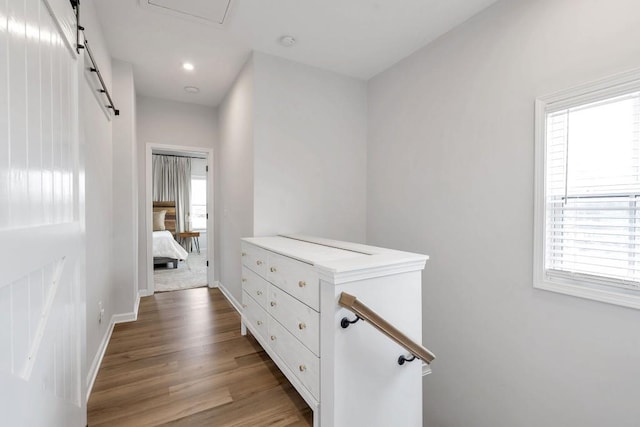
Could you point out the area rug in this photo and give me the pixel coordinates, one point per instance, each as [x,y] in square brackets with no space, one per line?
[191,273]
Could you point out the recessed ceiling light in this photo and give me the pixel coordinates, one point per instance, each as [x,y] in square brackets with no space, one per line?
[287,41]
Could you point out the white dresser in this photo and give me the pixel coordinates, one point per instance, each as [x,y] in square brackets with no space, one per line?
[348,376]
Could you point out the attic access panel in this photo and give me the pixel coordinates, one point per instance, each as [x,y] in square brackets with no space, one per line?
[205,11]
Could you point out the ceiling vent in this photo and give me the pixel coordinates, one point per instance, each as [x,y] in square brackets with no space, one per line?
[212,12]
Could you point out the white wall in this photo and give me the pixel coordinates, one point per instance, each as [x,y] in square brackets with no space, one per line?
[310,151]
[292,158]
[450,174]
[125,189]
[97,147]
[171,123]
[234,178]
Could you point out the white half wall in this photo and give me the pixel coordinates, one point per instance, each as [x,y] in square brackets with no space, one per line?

■ ■ ■ ■ ■ ■ ■

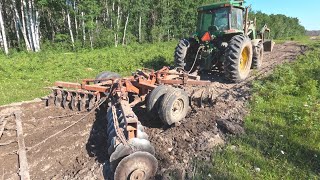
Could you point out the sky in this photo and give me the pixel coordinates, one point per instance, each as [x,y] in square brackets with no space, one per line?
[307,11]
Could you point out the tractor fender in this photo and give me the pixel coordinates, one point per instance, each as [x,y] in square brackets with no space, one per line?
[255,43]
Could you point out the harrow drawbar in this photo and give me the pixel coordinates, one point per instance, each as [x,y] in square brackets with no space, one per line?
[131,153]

■ ■ ■ ■ ■ ■ ■

* _TASK BRIEF_:
Please make an exact copy of the lines above from the line with "Could you point out the ceiling" through the line with "Could you point out the white half", both ends included.

* _OUTPUT OF THE TASK_:
Could you point out the ceiling vent in this photo and give me the pixel coordinates, one point per instance, each as [x,y] in square brackets with no space, one per line?
[212,12]
Could you point out the white wall in this photo and give me the pixel coordinates, one point per instance, each as [x,y] in square brackets with no space, one per line?
[310,151]
[292,158]
[450,174]
[125,189]
[97,147]
[171,123]
[234,178]
Could you point out the white half wall in this photo and give me the pixel coordinates, one point per instance, each as [x,y] in square brackets with no space, one per line?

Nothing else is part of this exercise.